### Document extract
_ _ _ _ _ _ _

Lord, make me an instrument of thy peace.
I made several failed attempts to capture my response to this first line of St. Francis’ prayer. Here is one: “It is perhaps a sign of spiritual maturity to dedicate oneself to be of use in the world. There is a nice reciprocity in knowing that the world is not only for me, I am also for the world.” But that sounds like I’m saying I’m spiritually mature, which could not be farther from the truth.
What I love about this line is its humility, the willingness, perhaps longing, to turn over my life to. . . .Well, to what exactly? That word, “Lord,” keeps tripping me up, steeped as I have been in Western Christian tradition, with its centuries of patriarchal hierarchies. I tried dropping the word altogether, leaving “Make me an instrument of peace,” which sounds nice but utterly bland. That higher power is stripped out, that appeal to the unseen, the majestic, the other-than-worldly. In short, the sacred. That’s it, isn’t it? Those eight words are an invocation, a summoning of great power, and a linguistic bowing down.

_ _ _ _ _ _ _

### What to work on
(a) Which passages in the reflection on St. Francis' prayer appear inside quotation marks? List every one.
(b) Could you transcribe the part of the reflection on St. Francis' prayer that opens with the words containing "What I love" and closes with "linguistic bowing down."?
(c) Can you write the next part of the reflection on St. Francis' prayer, picking up after its final sentence?

_ _ _ _ _ _ _

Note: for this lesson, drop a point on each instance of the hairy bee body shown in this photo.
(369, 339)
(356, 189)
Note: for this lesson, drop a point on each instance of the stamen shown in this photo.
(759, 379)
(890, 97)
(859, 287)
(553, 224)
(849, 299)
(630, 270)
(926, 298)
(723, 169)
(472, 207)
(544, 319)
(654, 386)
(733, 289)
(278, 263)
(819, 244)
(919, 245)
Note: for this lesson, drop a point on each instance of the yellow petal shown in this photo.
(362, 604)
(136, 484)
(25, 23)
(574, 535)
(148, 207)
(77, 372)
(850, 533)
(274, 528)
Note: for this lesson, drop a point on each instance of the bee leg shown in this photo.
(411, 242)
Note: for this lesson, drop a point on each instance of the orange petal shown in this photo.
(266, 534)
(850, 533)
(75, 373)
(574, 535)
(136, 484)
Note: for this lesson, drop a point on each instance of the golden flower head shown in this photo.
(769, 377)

_ _ _ _ _ _ _

### Answer list
(a)
- “It is perhaps a sign of spiritual maturity to dedicate oneself to be of use in the world. There is a nice reciprocity in knowing that the world is not only for me, I am also for the world.”
- “Lord,”
- “Make me an instrument of peace,”

(b)
What I love about this line is its humility, the willingness, perhaps longing, to turn over my life to. . . .Well, to what exactly? That word, “Lord,” keeps tripping me up, steeped as I have been in Western Christian tradition, with its centuries of patriarchal hierarchies. I tried dropping the word altogether, leaving “Make me an instrument of peace,” which sounds nice but utterly bland. That higher power is stripped out, that appeal to the unseen, the majestic, the other-than-worldly. In short, the sacred. That’s it, isn’t it? Those eight words are an invocation, a summoning of great power, and a linguistic bowing down.

(c)
Where I go wrong is to see “Lord” as something, or someone, outside of myself. If instead I see it as pointing to my own best Self, to what is lordly within me, it opens up an inner conversation. When I play with substituting other words for it, such as “Great Mother” or “Spirit” or “Source” or “Divine Creator,” interesting possibilities open up.
I had an experience once while meditating, an absolute certainty that I was touching into a divine energy. Jazzed with energy, I knew with absolute clarity that my hands are God’s hands, my body is God’s body, my eyes are God’s eyes. I am the Universe seeing itself, a divine spark, spirit embodied. Rilke has a wonderful poem about this where he imagines God accompanying us as we are made, with a bit of advice for how to live well. He says:
You, sent out beyond your recall,
go to the limits of your longing.
Flare up like a flame
and make big shadows I can move in.
Let everything happen to you, beauty and terror.
To pray to be made an instrument of peace is to acknowledge there is a choice, and that I need help daily, even moment to moment, in making it. There is a wise saying:
There is no way to peace. Peace is the way.
It serves as a good reminder to embody peace, not to work for it, nor to protest in the streets for it, nor to hate others who are not peaceful. It’s not even a matter of will, as Francis reminds us here; it is an act of turning over of will, an allowing and trusting. I am God’s hands and I am in God’s hands, both.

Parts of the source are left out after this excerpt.